* _Work required_
Scan the data and please report how many lines include the word "rough". Leave out everything but the number.

* _Source material_
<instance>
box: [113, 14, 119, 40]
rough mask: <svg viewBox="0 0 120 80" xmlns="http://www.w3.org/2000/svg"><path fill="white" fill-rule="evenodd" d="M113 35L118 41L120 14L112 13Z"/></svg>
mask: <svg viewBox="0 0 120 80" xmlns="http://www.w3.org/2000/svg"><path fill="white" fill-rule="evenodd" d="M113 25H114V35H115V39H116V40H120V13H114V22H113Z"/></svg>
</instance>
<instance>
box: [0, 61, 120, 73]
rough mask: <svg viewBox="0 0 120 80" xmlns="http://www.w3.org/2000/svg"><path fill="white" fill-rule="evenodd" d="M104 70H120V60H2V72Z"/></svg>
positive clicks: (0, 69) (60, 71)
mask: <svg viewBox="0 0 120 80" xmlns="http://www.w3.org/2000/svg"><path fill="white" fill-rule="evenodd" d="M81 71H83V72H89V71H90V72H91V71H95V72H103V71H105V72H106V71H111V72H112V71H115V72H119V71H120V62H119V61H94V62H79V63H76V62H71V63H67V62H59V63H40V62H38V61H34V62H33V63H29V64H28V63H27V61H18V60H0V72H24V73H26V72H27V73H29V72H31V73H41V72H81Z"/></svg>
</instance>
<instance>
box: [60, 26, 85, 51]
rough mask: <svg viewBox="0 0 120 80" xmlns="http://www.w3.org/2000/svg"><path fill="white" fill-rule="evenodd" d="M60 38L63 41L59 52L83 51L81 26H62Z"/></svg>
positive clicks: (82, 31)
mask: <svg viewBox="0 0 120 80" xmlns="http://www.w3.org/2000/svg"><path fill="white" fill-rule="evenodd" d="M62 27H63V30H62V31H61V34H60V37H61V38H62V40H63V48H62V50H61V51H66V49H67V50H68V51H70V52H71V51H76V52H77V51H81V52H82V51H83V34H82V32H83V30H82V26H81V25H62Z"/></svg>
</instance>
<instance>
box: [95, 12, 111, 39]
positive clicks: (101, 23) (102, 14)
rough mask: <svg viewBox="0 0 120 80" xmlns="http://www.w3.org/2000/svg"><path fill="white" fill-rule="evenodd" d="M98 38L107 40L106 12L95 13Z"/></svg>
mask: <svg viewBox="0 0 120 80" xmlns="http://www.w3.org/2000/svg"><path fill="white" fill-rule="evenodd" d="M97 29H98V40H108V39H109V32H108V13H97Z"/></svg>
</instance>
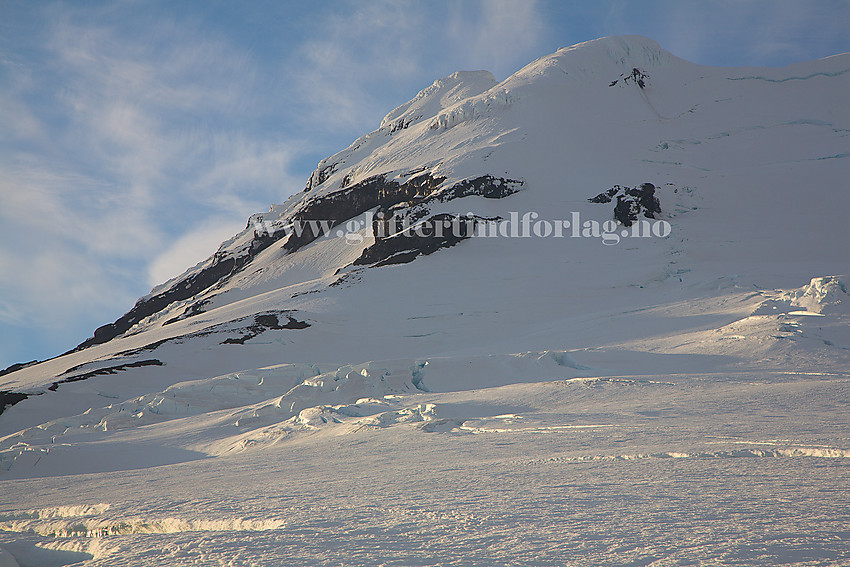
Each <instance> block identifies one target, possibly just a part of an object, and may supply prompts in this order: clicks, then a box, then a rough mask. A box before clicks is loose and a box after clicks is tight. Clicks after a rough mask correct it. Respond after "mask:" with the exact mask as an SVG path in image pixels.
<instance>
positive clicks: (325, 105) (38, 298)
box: [0, 0, 543, 365]
mask: <svg viewBox="0 0 850 567" xmlns="http://www.w3.org/2000/svg"><path fill="white" fill-rule="evenodd" d="M163 6H166V5H165V4H164V5H161V6H159V7H158V8H157V9H151V6H150V5H148V4H144V3H135V2H126V3H120V4H100V5H98V4H95V5H80V4H73V3H71V4H67V3H49V4H38V5H27V4H20V5H17V6H16V7H15V10H18V11H19V12H20V11H22V12H20V13H18V14H17V16H18V18H19V19H22V20H25V21H26V22H28V23H29V25H28V26H26V31H23V30H24V28H23V27H20V26H17V27H16V26H15V25H12V24H4V23H2V22H0V31H2V32H3V35H5V36H6V37H5V38H3V37H0V82H2V88H0V133H2V135H0V242H4V243H5V244H3V245H2V253H0V270H2V274H0V340H5V339H7V338H10V337H11V335H12V334H14V332H9V331H8V329H9V328H12V327H17V328H21V329H23V328H28V329H42V330H44V331H45V332H46V329H47V328H48V327H47V326H48V325H54V326H67V327H68V329H69V330H68V332H69V333H77V334H78V335H80V336H79V337H78V338H79V339H82V338H84V337H83V336H82V335H84V334H85V335H87V334H88V333H90V332H91V331H92V329H93V328H94V327H96V326H97V325H100V324H103V323H105V322H106V321H108V320H110V319H112V318H114V317H116V316H118V315H120V314H121V313H122V312H123V311H125V310H126V309H128V308H129V307H130V306H131V305H132V302H133V301H134V300H135V299H136V298H137V297H138V296H140V295H143V294H144V293H146V292H147V291H148V290H149V289H150V286H152V285H154V284H155V283H159V281H158V280H164V279H167V278H169V277H171V276H173V275H176V274H177V273H180V272H182V271H183V270H184V269H185V268H188V267H189V266H190V264H194V263H195V262H197V261H198V260H201V259H202V256H204V255H205V254H208V253H211V252H212V251H214V250H215V247H216V245H217V244H218V243H219V242H220V241H221V240H224V239H225V238H227V237H229V236H231V235H232V233H233V232H235V231H237V230H239V229H241V228H243V227H244V223H245V219H246V218H247V216H248V215H249V214H251V213H253V212H257V211H260V210H265V209H267V207H268V205H269V204H271V203H280V202H282V201H283V200H284V199H285V198H286V197H287V196H289V194H291V193H293V192H294V191H297V190H299V189H300V188H302V187H303V184H304V182H305V180H306V177H307V174H308V173H309V171H305V170H307V169H308V168H309V165H305V164H304V163H303V157H304V155H305V154H311V152H314V151H315V148H317V147H322V148H327V149H326V150H324V149H323V150H322V151H323V152H324V151H327V154H325V155H328V154H330V153H333V152H334V151H337V150H339V149H341V148H342V147H344V145H345V144H346V143H348V142H350V141H351V140H353V139H354V138H355V137H357V136H359V135H361V134H363V133H365V132H367V131H369V130H371V129H373V128H375V127H377V125H378V124H379V122H380V119H381V118H382V116H383V115H384V114H385V113H386V112H388V111H389V110H391V109H392V108H393V106H395V105H397V104H400V103H403V102H405V101H406V100H407V99H409V98H411V97H412V96H413V95H414V94H415V93H416V92H417V91H418V90H420V89H422V88H424V87H426V86H428V84H430V82H431V81H433V80H434V79H436V78H438V77H440V76H445V75H448V74H450V73H452V72H454V71H456V70H461V69H481V68H487V67H488V66H489V67H490V70H491V71H493V72H494V73H495V74H496V75H497V76H500V77H501V78H503V77H504V76H505V75H507V74H508V73H510V72H512V71H513V70H514V69H516V68H518V67H519V66H521V64H523V63H526V62H527V61H529V60H531V59H533V58H534V57H536V56H537V55H540V54H542V51H541V49H540V41H541V40H540V34H539V33H538V32H539V31H540V28H541V26H543V23H542V19H541V18H540V17H539V14H538V12H539V10H538V6H537V4H536V3H535V2H531V1H529V2H523V1H509V0H497V1H484V0H482V1H480V2H467V3H463V4H461V5H459V4H457V3H455V2H448V1H440V2H405V1H394V0H383V1H378V2H368V3H365V2H355V1H340V2H334V3H331V4H326V5H318V6H315V7H310V9H309V10H306V9H305V8H298V10H292V9H289V8H287V9H285V10H280V8H279V7H278V6H276V5H275V4H272V3H270V4H267V5H260V6H254V7H246V9H245V10H244V11H243V10H241V9H240V10H235V11H231V12H229V16H228V17H231V18H232V17H236V18H240V17H241V18H243V19H242V20H240V21H239V22H230V21H218V20H216V19H215V18H216V16H214V15H213V16H208V15H207V14H205V13H204V14H201V12H199V11H196V10H192V9H187V8H185V7H180V6H175V5H171V4H168V5H167V6H168V7H167V8H163ZM219 8H220V9H221V7H219ZM299 10H300V12H299ZM305 10H306V11H305ZM293 12H299V14H300V15H297V16H296V17H300V18H302V19H301V20H300V22H302V23H307V24H308V28H307V29H306V30H302V29H300V28H299V29H296V27H295V24H292V23H291V19H292V18H291V16H293ZM269 15H271V17H273V18H276V19H275V23H274V25H278V24H279V25H280V26H283V27H286V26H290V27H286V32H284V34H283V35H285V34H286V33H289V32H299V33H300V35H298V34H296V35H297V40H289V39H287V40H285V41H284V40H281V39H279V38H280V37H282V35H280V34H277V33H276V32H275V29H274V25H270V24H268V23H266V22H265V21H264V20H263V18H265V17H267V16H269ZM219 17H221V16H219ZM258 22H260V23H258ZM258 30H262V32H263V33H264V34H265V35H263V36H262V37H254V38H251V33H257V32H258ZM222 31H224V32H225V33H220V32H222ZM16 34H17V35H16ZM27 34H28V35H27ZM506 38H507V39H506ZM255 46H260V47H257V48H256V49H255ZM311 155H312V154H311ZM319 157H324V155H321V156H319ZM313 163H315V162H313ZM21 235H26V242H27V244H26V246H25V247H24V246H13V245H11V244H9V243H12V242H17V241H19V240H18V239H20V237H21ZM199 255H200V256H199ZM45 298H49V299H45ZM4 325H6V328H5V329H6V330H4V329H3V328H2V327H3V326H4ZM81 329H82V330H81ZM10 340H11V339H10ZM0 365H2V361H0Z"/></svg>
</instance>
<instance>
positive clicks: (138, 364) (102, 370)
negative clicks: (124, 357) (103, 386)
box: [47, 358, 165, 392]
mask: <svg viewBox="0 0 850 567" xmlns="http://www.w3.org/2000/svg"><path fill="white" fill-rule="evenodd" d="M143 366H165V363H164V362H162V361H161V360H157V359H155V358H152V359H148V360H136V361H134V362H127V363H124V364H117V365H115V366H107V367H105V368H95V369H94V370H90V371H88V372H83V373H82V374H75V375H73V376H69V377H67V378H63V379H61V380H57V381H56V382H54V383H53V384H51V385H50V386H48V388H47V389H48V390H50V391H51V392H55V391H56V390H57V389H59V385H60V384H67V383H69V382H79V381H81V380H86V379H88V378H92V377H93V376H103V375H107V374H117V373H118V372H121V371H124V370H127V369H128V368H141V367H143ZM78 368H80V367H79V366H76V367H74V368H69V369H68V370H66V371H65V373H67V372H71V371H73V370H76V369H78Z"/></svg>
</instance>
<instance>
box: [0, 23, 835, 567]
mask: <svg viewBox="0 0 850 567" xmlns="http://www.w3.org/2000/svg"><path fill="white" fill-rule="evenodd" d="M847 92H850V56H848V55H842V56H836V57H831V58H828V59H825V60H821V61H814V62H808V63H801V64H798V65H793V66H789V67H786V68H782V69H750V68H747V69H722V68H708V67H702V66H698V65H694V64H691V63H688V62H686V61H682V60H680V59H677V58H676V57H674V56H672V55H670V54H669V53H667V52H665V51H664V50H662V49H661V48H659V47H658V45H657V44H655V43H654V42H652V41H650V40H647V39H645V38H640V37H633V36H630V37H620V38H606V39H602V40H597V41H593V42H588V43H585V44H580V45H577V46H574V47H571V48H566V49H561V50H559V51H558V52H556V53H554V54H552V55H549V56H547V57H543V58H541V59H539V60H538V61H535V62H533V63H531V64H530V65H528V66H526V67H525V68H523V69H522V70H520V71H519V72H518V73H516V74H515V75H513V76H512V77H509V78H508V79H507V80H505V81H503V82H501V83H498V84H496V83H495V80H494V79H493V78H492V76H490V75H489V74H487V73H485V72H470V73H463V72H462V73H456V74H454V75H452V76H450V77H447V78H445V79H441V80H438V81H436V82H435V83H434V84H433V85H432V86H430V87H428V88H426V89H424V90H423V91H422V92H421V93H420V94H419V95H418V96H417V97H416V98H414V100H412V101H410V102H409V103H407V104H405V105H402V106H400V107H399V108H397V109H395V110H394V111H392V112H390V113H389V114H388V115H387V117H386V118H385V119H384V121H383V122H382V124H381V126H380V127H379V128H378V129H376V130H375V131H373V132H371V133H368V134H366V135H364V136H363V137H361V138H359V139H358V140H356V141H355V142H354V143H353V144H352V145H351V146H350V147H348V148H346V149H344V150H343V151H341V152H339V153H337V154H335V155H334V156H331V157H329V158H327V159H325V160H322V162H321V163H319V165H318V167H317V169H316V171H315V172H313V174H312V175H311V178H310V180H309V182H308V185H307V187H306V188H305V190H304V191H302V192H300V193H298V194H296V195H294V196H293V197H292V198H290V199H289V200H287V201H286V202H285V203H283V204H281V205H276V206H272V207H271V209H270V210H269V211H268V212H265V213H258V214H256V215H253V216H252V217H251V218H250V219H249V222H248V226H247V227H246V229H245V230H244V231H242V232H241V233H240V234H238V235H236V236H235V237H234V238H232V239H230V240H228V241H227V242H225V243H223V244H222V246H221V247H220V249H219V251H218V252H217V253H216V254H215V255H214V256H213V257H211V258H209V259H207V260H206V261H205V262H202V263H200V264H198V265H197V266H195V267H193V268H190V269H189V270H188V271H187V272H186V273H185V274H183V275H182V276H180V277H178V278H175V279H174V280H172V281H171V282H166V283H165V284H163V285H162V286H158V287H157V288H155V289H154V290H153V291H152V292H151V294H149V295H148V296H146V297H144V298H142V299H140V300H139V302H138V303H137V305H136V306H135V307H134V308H133V309H132V310H131V311H130V312H128V313H127V314H126V315H125V316H123V317H122V318H121V319H119V320H118V321H116V322H115V323H114V324H111V325H108V326H106V327H103V328H101V329H99V330H98V331H97V332H96V334H95V337H93V338H92V339H90V340H89V341H87V343H86V344H84V345H83V346H84V348H80V349H78V350H77V351H75V352H72V353H68V354H66V355H63V356H60V357H57V358H55V359H52V360H49V361H46V362H42V363H39V364H35V365H30V366H25V367H22V368H19V369H16V370H15V371H13V372H12V371H10V372H7V373H5V375H2V376H0V405H2V407H3V408H4V409H5V411H3V412H2V415H0V508H2V510H3V511H2V513H0V547H2V548H3V549H5V550H7V551H5V552H4V551H3V550H0V563H3V562H5V563H7V564H10V565H14V564H16V563H20V564H21V565H36V564H37V565H41V564H51V565H59V564H70V563H75V562H85V564H86V565H92V566H94V565H121V564H127V565H139V564H146V565H173V564H177V563H186V562H187V561H189V562H191V561H194V562H198V563H204V564H211V563H221V564H246V563H247V564H251V565H281V564H291V563H293V562H296V563H303V564H310V565H320V564H331V563H333V564H337V563H339V562H340V560H339V558H340V557H345V558H346V562H349V563H351V564H361V565H378V564H387V563H397V564H409V563H411V562H413V563H416V564H422V565H445V564H450V563H452V562H456V561H457V558H458V557H463V558H464V561H465V562H468V563H469V564H470V565H494V564H512V565H514V564H516V565H535V566H536V567H539V566H541V565H553V566H554V565H563V564H564V562H565V561H567V562H569V563H571V564H572V563H575V564H576V565H608V564H624V563H628V564H635V565H637V564H640V565H647V564H657V563H665V564H667V563H669V564H682V565H684V564H718V565H720V564H724V565H725V564H735V565H766V564H777V563H788V562H795V561H796V562H798V563H805V564H807V565H833V564H837V562H841V561H842V560H846V559H847V557H850V554H848V548H847V544H846V541H847V538H846V522H843V519H844V518H846V517H847V515H848V514H850V509H848V506H847V504H846V499H845V498H841V496H843V495H844V494H846V493H847V491H848V490H850V488H848V486H847V479H848V478H850V474H848V463H850V460H848V457H850V447H848V442H847V433H846V432H847V430H848V427H850V412H848V407H847V404H846V403H845V400H846V399H847V397H848V394H850V392H848V378H850V374H848V368H850V311H848V305H850V302H848V298H850V295H848V285H850V282H849V281H848V277H847V276H846V275H841V274H847V264H846V261H847V252H846V243H847V242H848V241H850V228H848V224H847V223H846V222H845V216H846V211H847V210H848V207H850V195H848V193H847V191H846V188H847V172H848V163H850V162H848V160H850V153H848V151H847V147H848V146H847V141H848V137H850V106H848V102H847V96H846V93H847ZM444 222H448V223H449V226H451V225H452V223H455V224H457V225H458V226H459V227H460V231H459V232H458V233H457V234H454V233H452V232H451V230H449V233H448V234H446V233H443V234H442V235H436V233H428V234H422V235H419V234H416V233H415V232H414V231H413V229H414V228H428V229H429V230H431V229H434V227H436V226H438V223H444ZM298 223H301V224H302V225H303V226H301V228H302V229H304V230H306V231H307V232H301V233H296V231H295V227H296V226H298ZM311 223H312V224H311ZM393 223H399V224H402V225H404V223H408V225H409V226H410V227H411V231H410V233H409V234H405V230H404V228H403V227H402V228H399V227H398V226H396V228H395V229H393V228H391V227H392V226H393ZM567 223H569V224H567ZM628 223H631V226H627V224H628ZM654 223H664V224H654ZM388 226H389V227H390V228H388ZM434 230H435V229H434ZM71 475H73V479H70V480H69V478H68V477H69V476H71ZM470 479H472V480H470ZM777 494H781V495H782V496H783V498H782V499H780V500H777V498H776V495H777ZM506 495H508V496H506ZM683 495H687V498H683V497H682V496H683ZM834 496H836V497H835V498H834ZM588 503H590V504H591V505H588ZM211 531H215V532H217V535H216V536H215V537H212V536H211V535H210V534H209V533H208V532H211ZM222 532H226V537H220V536H221V535H223V534H222ZM447 534H448V537H447ZM812 534H816V535H815V536H813V535H812ZM493 542H502V543H500V544H499V545H494V544H493ZM294 558H297V559H294ZM349 560H350V561H349Z"/></svg>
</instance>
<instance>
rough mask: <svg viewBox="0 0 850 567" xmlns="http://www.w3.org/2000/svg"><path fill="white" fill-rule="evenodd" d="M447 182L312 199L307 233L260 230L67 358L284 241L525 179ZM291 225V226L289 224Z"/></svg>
mask: <svg viewBox="0 0 850 567" xmlns="http://www.w3.org/2000/svg"><path fill="white" fill-rule="evenodd" d="M332 167H333V166H328V167H326V168H323V169H322V170H319V173H317V174H316V175H318V177H319V178H321V177H322V176H323V175H330V174H331V173H332V169H328V168H332ZM444 181H445V178H444V177H439V176H433V175H430V174H429V173H422V174H419V175H417V176H415V177H412V178H410V179H408V180H407V181H405V182H404V183H398V182H396V181H392V180H388V179H386V176H383V175H379V176H375V177H371V178H369V179H366V180H364V181H361V182H359V183H356V184H355V185H352V186H350V187H346V188H344V189H341V190H339V191H336V192H334V193H331V194H329V195H323V196H319V197H314V198H311V199H307V200H306V201H304V203H303V204H302V205H301V207H299V208H298V209H297V210H296V211H295V212H294V213H293V214H292V215H291V216H290V217H289V218H288V219H286V221H287V223H291V224H293V225H298V226H299V227H301V229H302V230H299V231H298V233H295V232H287V231H277V232H274V233H268V232H263V233H259V232H255V233H254V238H253V240H252V241H251V243H250V245H249V246H247V247H246V248H245V249H242V250H240V251H237V252H226V253H225V252H218V253H216V254H215V255H214V256H213V258H212V260H211V261H210V263H209V265H207V266H206V267H204V268H203V269H201V270H200V271H198V272H195V273H192V274H190V275H188V276H186V278H185V279H183V280H180V281H177V282H175V283H174V284H173V285H171V286H170V287H169V288H168V289H166V290H164V291H162V292H160V293H157V294H156V295H152V296H150V297H147V298H143V299H140V300H139V301H138V302H136V305H134V306H133V308H132V309H130V311H128V312H127V313H125V314H124V315H122V316H121V317H120V318H118V319H117V320H116V321H115V322H114V323H109V324H107V325H103V326H102V327H99V328H98V329H96V330H95V332H94V336H92V337H91V338H89V339H87V340H85V341H83V342H82V343H80V344H79V345H78V346H77V347H75V348H74V349H72V350H70V351H68V352H67V353H65V354H70V353H72V352H77V351H80V350H83V349H85V348H88V347H90V346H93V345H98V344H103V343H105V342H108V341H110V340H112V339H114V338H115V337H118V336H121V335H123V334H124V333H126V332H127V331H128V330H130V329H131V328H132V327H133V325H136V324H137V323H139V322H140V321H142V320H143V319H145V318H147V317H150V316H151V315H154V314H156V313H159V312H160V311H162V310H164V309H166V308H167V307H168V306H169V305H171V304H172V303H175V302H178V301H185V300H186V299H190V298H192V297H195V296H197V295H198V294H200V293H202V292H204V291H206V290H208V289H210V288H213V287H214V286H220V285H222V284H223V283H224V282H226V281H227V280H228V279H229V278H230V277H232V276H233V275H234V274H235V273H237V272H239V271H240V270H242V269H243V268H244V267H245V266H246V265H247V264H248V263H249V262H251V260H253V258H254V257H255V256H256V255H257V254H259V253H260V252H262V251H263V250H265V249H267V248H268V247H269V246H271V245H272V244H274V243H275V242H278V241H280V240H285V242H284V244H283V249H284V250H286V251H288V252H295V251H297V250H298V249H299V248H301V247H302V246H305V245H307V244H309V243H310V242H312V241H313V240H315V239H316V238H318V237H319V236H321V234H322V230H323V229H324V228H328V227H329V228H332V227H335V226H337V225H339V224H341V223H343V222H345V221H347V220H349V219H352V218H354V217H356V216H358V215H361V214H363V213H364V212H366V211H368V210H370V209H373V208H376V207H381V208H382V209H384V210H389V209H390V208H392V207H395V206H397V205H400V204H403V203H404V204H407V205H408V206H409V205H413V204H416V203H425V202H427V201H428V200H429V199H440V200H443V201H445V200H451V199H456V198H459V197H464V196H468V195H481V196H483V197H486V198H501V197H503V196H506V195H509V194H511V193H514V192H516V191H518V190H519V189H518V187H519V185H521V184H522V183H521V182H519V181H513V180H507V179H499V178H495V177H492V176H489V175H488V176H483V177H479V178H476V179H470V180H464V181H461V182H459V183H457V184H456V185H454V186H452V187H451V188H449V189H448V190H447V191H445V192H442V193H441V194H440V195H434V194H433V193H434V192H435V190H436V189H437V188H438V187H439V186H440V185H441V184H442V183H443V182H444ZM285 224H286V223H285ZM204 305H205V303H204V301H203V300H202V301H199V302H196V303H194V304H192V305H191V306H189V307H187V308H186V310H185V311H184V312H183V314H181V315H179V316H177V317H173V318H171V319H169V320H168V321H166V323H165V324H170V323H173V322H175V321H178V320H181V319H185V318H187V317H191V316H193V315H196V314H198V313H202V312H203V307H204Z"/></svg>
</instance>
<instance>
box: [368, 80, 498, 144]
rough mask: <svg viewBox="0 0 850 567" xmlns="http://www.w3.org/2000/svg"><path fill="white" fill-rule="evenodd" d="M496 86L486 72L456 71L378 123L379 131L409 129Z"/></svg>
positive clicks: (384, 118)
mask: <svg viewBox="0 0 850 567" xmlns="http://www.w3.org/2000/svg"><path fill="white" fill-rule="evenodd" d="M496 83H497V81H496V78H495V77H493V74H492V73H490V72H489V71H457V72H456V73H452V74H451V75H449V76H448V77H444V78H442V79H437V80H436V81H434V84H432V85H431V86H430V87H428V88H426V89H423V90H422V91H420V92H419V94H417V95H416V97H414V98H413V100H411V101H409V102H406V103H405V104H402V105H401V106H399V107H398V108H396V109H395V110H393V111H392V112H390V113H389V114H387V115H386V116H385V117H384V119H383V120H381V128H389V129H390V131H391V132H394V131H396V130H402V129H405V128H408V127H410V125H411V124H415V123H417V122H420V121H422V120H427V119H429V118H433V117H434V116H436V115H437V114H438V113H439V112H440V111H441V110H443V109H444V108H447V107H449V106H452V105H453V104H456V103H458V102H460V101H462V100H464V99H467V98H471V97H473V96H476V95H479V94H481V93H483V92H485V91H487V90H490V89H491V88H492V87H494V86H495V85H496Z"/></svg>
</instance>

* _Worked solution_
7